- _Zitierter Text_:
________________

Vielleicht ist doch nicht alles so klar, wie es statistisch scheint. Die ZSC Lions sind zwar in allen wesentlichen Playoff-Statistiken besser als ihr Finalgegner und sie haben die Qualifikation mit 18 Punkten Vorsprung auf Lausanne (3.) gewonnen. Noch Fragen?
Offenbar. Jedenfalls weckt dieser Final Interesse bis an die amerikanische Westküste. Dort lebt Dr. Saul Miller, einer der berühmtesten Sportpsychologen der Welt mit einer langjährigen Beziehung zu unserem Hockey. Es sind nicht nur seine persönlichen Beziehungen zu verschiedenen Exponenten im helvetischen Hockey. Es ist wohl auch so, dass der weise Gelehrte seit Jahren in unserer bunten Liga sportpsychologisches und sonstiges Verhalten fast wie in einem «Laboratorium» erforschen kann. Da er nicht vor Ort sein wird, erkundigt er sich telefonisch nach den Umständen.
Miller fasziniert die Entwicklung in Lausanne. Wie sich hier aus einem Chaos ein Playoff-Finalist entwickelt hat. Wir lernen ja aus der Mythologie, dass sich vermutlich aus ungeordneten Verhältnissen der Kosmos und die Götter entwickelt haben. Noch 1989 darbte Lausanne in der höchsten Amateurliga und die Rückkehr nach ganz oben gelang erst im Frühjahr 2013 auf Kosten von Langnau.

________________

- _Aufgabe A_: Mit wie vielen Punkten Vorsprung auf Lausanne haben die ZSC Lions laut dem Text zum Playoff-Final die Qualifikation gewonnen?
- _Aufgabe B_: Schreibe bitte aus dem Text zum Playoff-Final den Abschnitt ab, der mit „Vielleicht ist doch“ beginnt und bis einschließlich „nach den Umständen.“ reicht.

________________

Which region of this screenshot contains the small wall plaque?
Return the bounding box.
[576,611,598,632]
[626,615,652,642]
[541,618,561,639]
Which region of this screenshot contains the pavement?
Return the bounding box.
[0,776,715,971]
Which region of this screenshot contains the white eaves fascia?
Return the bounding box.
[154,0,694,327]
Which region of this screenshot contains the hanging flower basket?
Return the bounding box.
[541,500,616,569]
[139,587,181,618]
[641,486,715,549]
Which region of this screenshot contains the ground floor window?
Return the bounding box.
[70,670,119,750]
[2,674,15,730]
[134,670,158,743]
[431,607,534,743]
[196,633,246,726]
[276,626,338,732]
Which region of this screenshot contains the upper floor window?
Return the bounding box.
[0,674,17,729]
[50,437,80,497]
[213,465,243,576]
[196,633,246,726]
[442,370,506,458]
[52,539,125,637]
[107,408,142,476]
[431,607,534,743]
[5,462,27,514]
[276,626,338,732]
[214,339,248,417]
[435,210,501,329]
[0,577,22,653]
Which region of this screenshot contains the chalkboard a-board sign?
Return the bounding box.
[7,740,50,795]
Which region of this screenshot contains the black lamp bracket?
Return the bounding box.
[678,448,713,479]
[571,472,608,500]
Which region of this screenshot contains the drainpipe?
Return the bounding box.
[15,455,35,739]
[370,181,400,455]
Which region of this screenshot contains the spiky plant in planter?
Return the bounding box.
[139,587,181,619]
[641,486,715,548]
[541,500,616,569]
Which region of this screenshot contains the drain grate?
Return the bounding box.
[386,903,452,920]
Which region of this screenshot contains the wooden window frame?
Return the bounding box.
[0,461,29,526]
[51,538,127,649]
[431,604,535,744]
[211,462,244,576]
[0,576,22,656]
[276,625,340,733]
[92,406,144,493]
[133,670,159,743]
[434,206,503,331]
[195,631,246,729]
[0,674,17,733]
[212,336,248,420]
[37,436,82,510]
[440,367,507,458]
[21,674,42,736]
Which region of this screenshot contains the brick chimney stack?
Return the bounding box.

________________

- _Schriftliche Antwort A_: Mit 18 Punkten Vorsprung.

- _Schriftliche Antwort B_:
Vielleicht ist doch nicht alles so klar, wie es statistisch scheint. Die ZSC Lions sind zwar in allen wesentlichen Playoff-Statistiken besser als ihr Finalgegner und sie haben die Qualifikation mit 18 Punkten Vorsprung auf Lausanne (3.) gewonnen. Noch Fragen?
Offenbar. Jedenfalls weckt dieser Final Interesse bis an die amerikanische Westküste. Dort lebt Dr. Saul Miller, einer der berühmtesten Sportpsychologen der Welt mit einer langjährigen Beziehung zu unserem Hockey. Es sind nicht nur seine persönlichen Beziehungen zu verschiedenen Exponenten im helvetischen Hockey. Es ist wohl auch so, dass der weise Gelehrte seit Jahren in unserer bunten Liga sportpsychologisches und sonstiges Verhalten fast wie in einem «Laboratorium» erforschen kann. Da er nicht vor Ort sein wird, erkundigt er sich telefonisch nach den Umständen.